Consigne: Pouvez-vous recopier ces entrées en remplaçant « grassy field » par « sandy beach », sans rien modifier d'autre ?
=== Les entrées ===
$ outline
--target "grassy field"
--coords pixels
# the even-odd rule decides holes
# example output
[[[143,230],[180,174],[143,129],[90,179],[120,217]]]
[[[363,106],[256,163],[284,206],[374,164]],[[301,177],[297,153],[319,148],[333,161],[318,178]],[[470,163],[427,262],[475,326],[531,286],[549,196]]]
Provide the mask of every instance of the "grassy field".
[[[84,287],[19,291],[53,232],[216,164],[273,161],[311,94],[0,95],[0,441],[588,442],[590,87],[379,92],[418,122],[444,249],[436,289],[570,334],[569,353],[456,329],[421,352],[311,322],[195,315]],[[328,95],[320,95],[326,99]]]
===
Réponse:
$ outline
--target "sandy beach"
--coords pixels
# the even-odd rule decides holes
# example output
[[[143,230],[180,174],[143,129],[90,179],[120,217]]]
[[[363,106],[256,163],[284,206],[374,164]],[[301,177],[297,153],[319,148],[333,161],[318,178]],[[470,163],[427,262],[475,326],[531,286],[549,196]]]
Provide the mask of every instance of the "sandy beach".
[[[84,287],[19,291],[53,232],[216,164],[273,161],[311,94],[0,95],[0,441],[588,442],[590,87],[379,92],[418,122],[444,249],[436,289],[570,334],[569,353],[456,329],[421,352],[311,322],[195,315]],[[328,95],[320,95],[326,99]]]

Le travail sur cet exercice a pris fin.